_Work to be completed_. Duplicate the following records line for line, with every character unchanged, but leave out the pictures.

** start Given records **

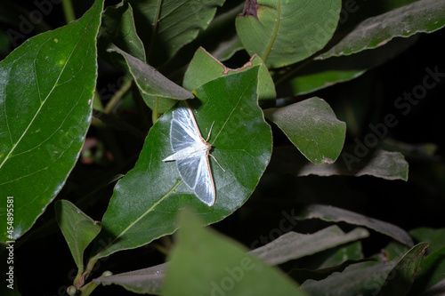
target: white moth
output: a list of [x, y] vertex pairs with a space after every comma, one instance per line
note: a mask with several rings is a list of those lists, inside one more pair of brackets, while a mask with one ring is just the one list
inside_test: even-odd
[[208, 160], [212, 144], [207, 143], [212, 126], [207, 139], [204, 140], [193, 112], [188, 105], [183, 106], [180, 103], [180, 107], [173, 111], [170, 126], [170, 144], [174, 153], [163, 159], [164, 162], [176, 161], [176, 167], [184, 183], [208, 206], [214, 204], [215, 196]]

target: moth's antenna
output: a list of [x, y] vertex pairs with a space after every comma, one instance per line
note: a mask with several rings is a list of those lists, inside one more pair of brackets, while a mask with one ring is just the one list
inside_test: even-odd
[[220, 163], [218, 163], [218, 161], [216, 160], [216, 158], [214, 158], [214, 156], [212, 156], [210, 153], [208, 154], [210, 156], [212, 156], [212, 158], [216, 162], [216, 164], [218, 164], [218, 165], [220, 166], [220, 168], [225, 172], [225, 170], [222, 168], [222, 166], [221, 166]]
[[210, 133], [212, 133], [212, 128], [214, 127], [214, 121], [213, 122], [212, 125], [210, 125], [210, 131], [208, 131], [208, 135], [207, 135], [207, 139], [206, 139], [206, 141], [208, 141], [208, 140], [210, 139]]

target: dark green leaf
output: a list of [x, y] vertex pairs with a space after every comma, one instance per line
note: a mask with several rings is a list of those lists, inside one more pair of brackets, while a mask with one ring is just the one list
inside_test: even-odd
[[267, 109], [264, 114], [312, 163], [332, 164], [340, 155], [346, 124], [336, 117], [324, 100], [311, 98], [284, 108]]
[[99, 53], [108, 57], [106, 49], [109, 44], [116, 44], [123, 52], [145, 62], [145, 49], [136, 33], [132, 6], [127, 3], [109, 6], [102, 13], [99, 30]]
[[376, 219], [369, 218], [359, 213], [336, 208], [330, 205], [311, 204], [301, 210], [301, 213], [296, 216], [298, 220], [321, 219], [328, 222], [346, 222], [353, 225], [364, 226], [384, 235], [389, 236], [393, 239], [405, 244], [413, 245], [413, 241], [409, 235], [402, 228]]
[[158, 106], [158, 111], [159, 113], [164, 113], [168, 110], [173, 105], [174, 105], [176, 102], [175, 100], [187, 100], [193, 98], [193, 94], [191, 92], [164, 76], [153, 67], [144, 63], [134, 56], [131, 56], [117, 48], [116, 45], [111, 45], [108, 51], [116, 52], [124, 57], [126, 62], [128, 73], [134, 79], [134, 82], [142, 94], [142, 98], [150, 108], [154, 108], [154, 101], [157, 97], [162, 98], [159, 100], [159, 105]]
[[334, 273], [323, 280], [307, 280], [301, 290], [310, 295], [376, 295], [394, 265], [392, 262], [352, 264], [342, 273]]
[[246, 50], [268, 67], [290, 65], [322, 49], [337, 26], [340, 0], [247, 1], [236, 20]]
[[181, 216], [163, 295], [304, 295], [278, 268], [201, 224], [190, 212]]
[[417, 242], [429, 243], [430, 246], [426, 250], [428, 252], [436, 252], [445, 246], [445, 228], [418, 228], [409, 231], [409, 235]]
[[413, 290], [418, 294], [420, 291], [433, 289], [435, 284], [440, 284], [443, 281], [445, 281], [445, 247], [440, 248], [425, 259], [416, 275]]
[[231, 69], [214, 59], [205, 49], [199, 48], [195, 52], [193, 60], [191, 60], [185, 72], [183, 85], [186, 89], [191, 91], [224, 75], [235, 74], [258, 65], [260, 66], [258, 72], [258, 98], [259, 100], [275, 99], [276, 93], [272, 78], [263, 60], [256, 55], [244, 67]]
[[103, 285], [118, 284], [136, 293], [158, 294], [164, 284], [167, 266], [167, 263], [163, 263], [148, 268], [96, 278], [93, 281]]
[[279, 96], [304, 94], [355, 79], [392, 60], [417, 40], [417, 36], [397, 38], [372, 51], [324, 60], [312, 60], [303, 67], [300, 63], [292, 65], [277, 75], [277, 92]]
[[370, 175], [386, 180], [408, 180], [408, 163], [399, 152], [377, 150], [360, 158], [352, 149], [346, 149], [341, 156], [341, 161], [332, 164], [318, 165], [309, 163], [292, 147], [276, 148], [270, 169], [297, 176]]
[[392, 268], [378, 296], [406, 295], [424, 260], [428, 243], [420, 243], [411, 248]]
[[84, 270], [84, 251], [101, 231], [101, 223], [85, 215], [67, 200], [54, 204], [56, 219], [80, 272]]
[[63, 187], [90, 124], [103, 2], [36, 36], [0, 63], [0, 188], [14, 196], [14, 234], [28, 230]]
[[382, 46], [394, 37], [431, 33], [445, 26], [445, 1], [419, 0], [362, 21], [319, 59]]
[[369, 233], [363, 228], [355, 228], [344, 234], [336, 225], [333, 225], [311, 235], [288, 232], [273, 242], [252, 251], [251, 253], [271, 265], [277, 265], [368, 236]]
[[246, 202], [271, 153], [271, 127], [257, 103], [257, 71], [254, 68], [213, 80], [199, 87], [198, 100], [190, 103], [203, 135], [214, 122], [208, 141], [214, 148], [212, 155], [225, 170], [210, 159], [215, 204], [208, 207], [201, 203], [181, 180], [174, 162], [162, 162], [173, 154], [172, 112], [167, 112], [150, 131], [134, 168], [116, 185], [94, 260], [173, 233], [177, 228], [175, 215], [184, 205], [193, 207], [209, 224]]
[[[195, 39], [214, 19], [216, 6], [224, 0], [129, 0], [137, 11], [136, 27], [148, 48], [147, 57], [156, 62], [172, 58], [183, 45]], [[155, 60], [153, 60], [155, 62]]]

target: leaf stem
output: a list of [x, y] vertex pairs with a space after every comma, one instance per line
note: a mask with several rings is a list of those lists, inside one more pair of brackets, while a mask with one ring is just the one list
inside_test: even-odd
[[159, 113], [158, 112], [158, 107], [159, 106], [158, 96], [155, 99], [155, 104], [153, 106], [153, 110], [151, 110], [151, 121], [153, 124], [156, 124], [158, 118], [159, 117]]
[[275, 39], [277, 38], [278, 36], [278, 30], [279, 28], [280, 21], [281, 21], [281, 1], [279, 0], [277, 2], [277, 20], [275, 21], [275, 27], [273, 28], [272, 36], [271, 37], [271, 40], [269, 41], [269, 44], [266, 46], [266, 49], [264, 50], [264, 53], [261, 57], [261, 59], [264, 62], [266, 62], [267, 59], [269, 58], [269, 54], [272, 50], [273, 44], [275, 43]]
[[74, 8], [71, 0], [62, 0], [62, 6], [63, 14], [65, 14], [65, 21], [67, 22], [67, 24], [76, 20], [76, 15], [74, 13]]

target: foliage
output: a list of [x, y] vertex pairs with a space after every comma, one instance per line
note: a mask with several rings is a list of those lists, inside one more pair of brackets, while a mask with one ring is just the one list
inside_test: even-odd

** end Given records **

_Written answer_.
target: white moth
output: a list of [x, y] vertex pairs with a space after every comma, one instance per line
note: a mask with several rings is a list of those lists, inside one more pair of brackets, while a mask with one ring is just the one list
inside_test: even-odd
[[208, 160], [212, 144], [207, 143], [212, 126], [207, 139], [204, 140], [193, 112], [188, 105], [183, 106], [180, 103], [180, 107], [173, 111], [170, 126], [170, 144], [174, 153], [163, 159], [164, 162], [176, 161], [176, 167], [184, 183], [208, 206], [214, 204], [215, 196]]

target: moth's antenna
output: a list of [x, y] vertex pairs with a space after every comma, one instance per line
note: a mask with several rings is a list of those lists, inside one more pair of brackets, while a mask with one ring is just the one list
inside_test: even-odd
[[220, 163], [218, 163], [218, 161], [216, 160], [216, 158], [214, 158], [214, 156], [212, 156], [210, 153], [208, 154], [210, 156], [212, 156], [212, 158], [216, 162], [216, 164], [218, 164], [218, 165], [220, 166], [220, 168], [225, 172], [225, 170], [222, 168], [222, 166], [221, 166]]
[[210, 133], [212, 133], [212, 128], [214, 127], [214, 121], [213, 122], [212, 125], [210, 125], [210, 131], [208, 131], [208, 135], [207, 135], [207, 139], [206, 139], [206, 141], [208, 141], [208, 140], [210, 139]]

target: dark green leaf
output: a list of [x, y] vertex pairs with a space after every comma, one instance per line
note: a mask with several rings is a list of those lists, inside one more pair of brackets, while a mask with one ring is just the one list
inside_test: even-odd
[[267, 109], [264, 114], [312, 163], [332, 164], [340, 155], [346, 124], [336, 117], [324, 100], [311, 98], [284, 108]]
[[99, 53], [108, 57], [106, 49], [109, 44], [116, 44], [123, 52], [145, 62], [145, 49], [136, 33], [132, 6], [127, 3], [109, 6], [102, 13], [99, 30]]
[[376, 219], [369, 218], [359, 213], [336, 208], [330, 205], [311, 204], [301, 210], [301, 213], [296, 216], [298, 220], [321, 219], [328, 222], [346, 222], [353, 225], [364, 226], [384, 235], [389, 236], [393, 239], [405, 244], [413, 245], [413, 241], [409, 235], [402, 228]]
[[158, 106], [158, 111], [159, 113], [164, 113], [168, 110], [173, 105], [174, 105], [176, 102], [175, 100], [187, 100], [193, 98], [193, 94], [191, 92], [164, 76], [153, 67], [144, 63], [134, 56], [131, 56], [117, 48], [116, 45], [111, 45], [108, 51], [116, 52], [124, 57], [126, 62], [128, 73], [134, 79], [134, 82], [142, 94], [142, 98], [150, 108], [154, 108], [154, 101], [157, 97], [162, 98], [159, 100], [159, 105]]
[[334, 273], [323, 280], [307, 280], [301, 290], [310, 295], [376, 295], [394, 265], [392, 262], [352, 264], [342, 273]]
[[246, 50], [268, 67], [290, 65], [322, 49], [337, 26], [340, 0], [247, 1], [236, 20]]
[[181, 216], [163, 295], [304, 295], [278, 268], [201, 224], [190, 212]]
[[417, 242], [429, 243], [430, 246], [426, 250], [428, 252], [436, 252], [445, 246], [445, 228], [418, 228], [409, 231], [409, 235]]
[[413, 290], [418, 294], [420, 291], [433, 289], [435, 284], [440, 284], [443, 281], [445, 281], [445, 247], [440, 248], [425, 259], [416, 275]]
[[231, 69], [214, 59], [205, 49], [199, 48], [195, 52], [193, 60], [191, 60], [185, 72], [183, 85], [186, 89], [191, 91], [224, 75], [235, 74], [258, 65], [260, 66], [258, 72], [258, 98], [259, 100], [275, 99], [276, 93], [272, 78], [263, 60], [256, 55], [244, 67]]
[[103, 285], [118, 284], [136, 293], [158, 294], [164, 284], [167, 266], [167, 263], [163, 263], [148, 268], [96, 278], [93, 281]]
[[279, 96], [304, 94], [355, 79], [392, 60], [417, 40], [417, 36], [397, 38], [372, 51], [324, 60], [312, 60], [303, 67], [300, 63], [292, 65], [277, 75], [277, 92]]
[[370, 175], [386, 180], [408, 180], [408, 163], [399, 152], [377, 150], [360, 158], [352, 149], [346, 149], [341, 156], [341, 161], [332, 164], [318, 165], [309, 163], [292, 147], [276, 148], [270, 169], [297, 176]]
[[392, 268], [378, 296], [406, 295], [424, 260], [428, 243], [420, 243], [411, 248]]
[[84, 270], [84, 251], [101, 231], [101, 223], [85, 215], [67, 200], [54, 204], [56, 219], [80, 272]]
[[63, 187], [90, 124], [103, 2], [36, 36], [0, 63], [0, 188], [14, 196], [14, 234], [28, 230]]
[[382, 46], [394, 37], [431, 33], [445, 26], [445, 1], [419, 0], [362, 21], [319, 59]]
[[369, 233], [363, 228], [355, 228], [344, 234], [336, 225], [333, 225], [311, 235], [288, 232], [273, 242], [252, 251], [251, 253], [271, 265], [277, 265], [368, 236]]
[[246, 202], [271, 153], [271, 127], [257, 103], [257, 71], [254, 68], [213, 80], [199, 87], [198, 100], [190, 103], [203, 135], [214, 122], [208, 141], [214, 148], [212, 155], [225, 170], [210, 159], [215, 204], [208, 207], [201, 203], [181, 180], [174, 162], [162, 162], [173, 154], [172, 112], [167, 112], [150, 131], [134, 168], [116, 185], [94, 260], [173, 233], [177, 228], [175, 215], [184, 205], [193, 207], [209, 224]]
[[[195, 39], [214, 19], [216, 6], [224, 0], [129, 0], [137, 11], [136, 27], [148, 48], [147, 57], [156, 62], [172, 58], [183, 45]], [[155, 60], [153, 60], [155, 62]]]

target: leaf stem
output: a list of [x, y] vertex pairs with a space after every comma, one instance per line
note: a mask with several rings is a list of those lists, inside one more pair of brackets, while a mask with one ring is just the one list
inside_test: even-odd
[[159, 113], [158, 112], [158, 107], [159, 106], [158, 96], [155, 99], [155, 104], [153, 106], [153, 110], [151, 110], [151, 121], [153, 124], [156, 124], [158, 118], [159, 117]]
[[275, 39], [277, 38], [278, 36], [278, 30], [279, 28], [280, 21], [281, 21], [281, 1], [279, 0], [277, 2], [277, 20], [275, 21], [275, 27], [273, 28], [272, 36], [271, 37], [271, 40], [269, 41], [269, 44], [266, 46], [266, 49], [264, 50], [264, 53], [261, 57], [261, 59], [264, 62], [266, 62], [267, 59], [269, 58], [269, 54], [272, 50], [273, 44], [275, 43]]
[[74, 8], [71, 0], [62, 0], [62, 6], [63, 14], [65, 14], [65, 21], [67, 22], [67, 24], [76, 20], [76, 15], [74, 13]]

target: foliage
output: a list of [x, y] vertex pairs with a space after every comma, one instance per line
note: a mask with several rings is a list of those lists, inside one more pair of brackets, while a mask with one ring is just the one list
inside_test: even-odd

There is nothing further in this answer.